> [Exercise goal]: Retype every entry below without pictures.

Dataset entries:
########################################

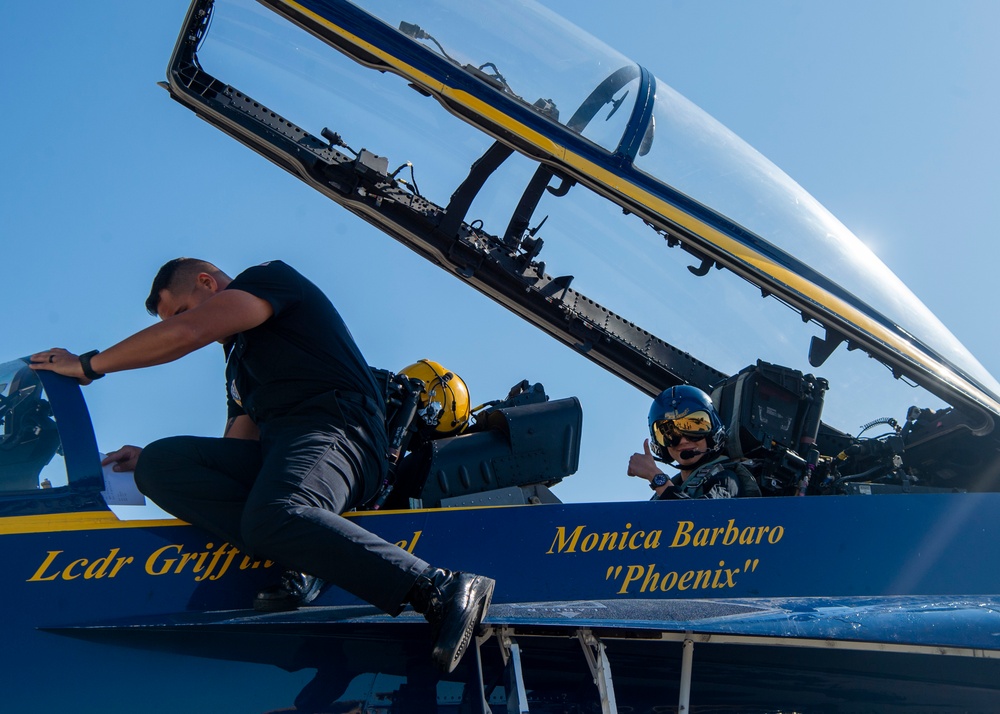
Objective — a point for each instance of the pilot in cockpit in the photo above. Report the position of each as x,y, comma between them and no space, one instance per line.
686,430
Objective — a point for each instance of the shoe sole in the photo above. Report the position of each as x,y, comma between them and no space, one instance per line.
287,604
447,660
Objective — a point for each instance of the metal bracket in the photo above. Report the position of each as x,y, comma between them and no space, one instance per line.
600,669
517,694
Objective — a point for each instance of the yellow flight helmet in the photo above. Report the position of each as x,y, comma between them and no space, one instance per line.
444,405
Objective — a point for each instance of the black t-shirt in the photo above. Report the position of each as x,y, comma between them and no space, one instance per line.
302,351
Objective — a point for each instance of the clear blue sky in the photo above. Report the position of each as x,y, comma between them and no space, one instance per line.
885,111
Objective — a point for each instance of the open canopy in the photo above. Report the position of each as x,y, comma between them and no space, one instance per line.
591,117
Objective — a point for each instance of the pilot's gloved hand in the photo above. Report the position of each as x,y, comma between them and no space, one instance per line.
643,465
124,459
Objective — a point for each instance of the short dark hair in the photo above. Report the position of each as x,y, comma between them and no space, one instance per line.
173,273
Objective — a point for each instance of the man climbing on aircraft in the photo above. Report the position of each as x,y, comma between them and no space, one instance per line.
686,430
304,442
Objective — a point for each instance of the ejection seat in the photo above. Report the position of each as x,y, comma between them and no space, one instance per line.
772,416
30,436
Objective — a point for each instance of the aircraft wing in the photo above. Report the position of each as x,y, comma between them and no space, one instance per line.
810,648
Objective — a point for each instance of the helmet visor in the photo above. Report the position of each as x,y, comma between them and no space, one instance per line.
695,426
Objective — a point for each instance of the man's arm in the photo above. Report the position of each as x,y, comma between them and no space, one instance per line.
241,427
219,317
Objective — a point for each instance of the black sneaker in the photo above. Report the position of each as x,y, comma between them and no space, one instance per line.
294,590
455,605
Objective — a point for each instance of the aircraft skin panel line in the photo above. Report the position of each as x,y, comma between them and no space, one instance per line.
612,184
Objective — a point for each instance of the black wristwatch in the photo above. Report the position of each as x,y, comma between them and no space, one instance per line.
88,371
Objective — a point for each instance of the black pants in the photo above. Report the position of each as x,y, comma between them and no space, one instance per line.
280,497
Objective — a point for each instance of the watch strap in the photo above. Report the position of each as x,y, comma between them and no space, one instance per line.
88,371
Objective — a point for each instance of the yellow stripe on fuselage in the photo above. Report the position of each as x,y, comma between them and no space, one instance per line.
85,521
105,520
620,185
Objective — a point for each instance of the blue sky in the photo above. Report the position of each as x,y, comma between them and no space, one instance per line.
885,111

########################################

> [Reply to the exercise]:
Objective — a point for each instance of the pilot in cockpit in the photo above. Report the position of each as x,y, comma between them and no space, one instance per line.
686,430
Objective — a point for each instance of the shoe sole in the photo above. Report the position of each as x,y, comma between them and no space, one instance per line.
287,604
447,660
Objective — a point for each instance of the metal bracket in the photo above. Report the position of each as x,y, comma between them and no space, one instance per line.
600,669
517,694
Objective — a point for each instance of the yellow flight helmet in the photo above. Report the position of each as x,y, comma between them and no space, one instance per line.
444,405
Objective — a point for each instance of the black t-shirt in the photo above. Report the position of each as x,y, comma between them and no space, one instance per line.
302,351
Objective — a point for each instance of the clear blue sky in the photo above. Report the position of each as x,y, comma between them and no space, one instance per line.
885,111
Objective — a point for each instance of the open canopy in the photo above. Report the position of each as x,y, comma between them and no space, one instance per line.
591,117
Objective — a point for each instance of the pilot's gloved hand in the photo above. Report the position of each as x,y, comma between them and no space, one instance per line.
643,465
124,459
Objective — a point for each instance of the short dark hair in the photo above. Report the position of each as x,y, comma between them and no space, one instance per line.
173,273
Objective — a point for each instance of the man climbing on aircraft in the photo above. Report the position of each as x,y, comma between them and no space, one instance per line.
686,430
304,442
Objective — a point for each instance of the ejection seat in the photo above. Report the position of each as x,y, comma between them and no space, one instance per line.
772,416
30,436
Objective — a point for each instance of the aircraft wing in the photo above. Report the position of each as x,y, comma between them and no space, one instance per line.
810,648
Objective — a point for each instance of the helmet visor in the photo above. Report the position of each as x,y, comma between them and no space, one instance per line.
695,426
Objective — a point for each instance of the man's arm in the photo above. Report the position of each as x,y, comma between them and no space, one instance per line.
241,427
219,317
Objective — a point for each instance of the black sneaker in the photo above. Report the position of each as x,y, comma between them and no space, one instance per line.
294,590
455,605
Objective — a point for each instance of the aircraft skin panel line in the photo above. Report the position of each as x,y, comma between them and no space, one instance per line.
612,184
Objective — a point for each instance of the black wristwatch in the photo above. Report the position of each as x,y, comma between them and no space, one instance per line.
88,371
Objective — a point for each instance of the black pants in the photo above. Report the position of each as x,y, comma between them and no space, one instance per line.
280,497
Objective — a point for each instance of the watch strap in the photo above. Report the position of each as x,y, comma between them and no space, one instance per line.
88,371
Objective — a point for each instance of the yellow stripe on fuselage in the photo above. Report the position of each as x,y, comma between them and no space, one instance per line.
85,521
105,520
620,185
Objective — a point for each instance of the blue sky in the photo above. Report the position of each as x,y, comma between them and no space, one instance per line.
885,111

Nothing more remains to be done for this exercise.